● Material for this exercise:
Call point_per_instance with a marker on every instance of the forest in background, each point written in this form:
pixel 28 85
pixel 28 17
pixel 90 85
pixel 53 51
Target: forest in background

● Task directions: Switch "forest in background" to "trees in background" everywhere it occurs in the material, and write all the lines out again with nothing else altered.

● Exercise response:
Call point_per_instance with a marker on every instance of the trees in background, each point written in this form:
pixel 28 85
pixel 28 17
pixel 90 85
pixel 53 51
Target: trees in background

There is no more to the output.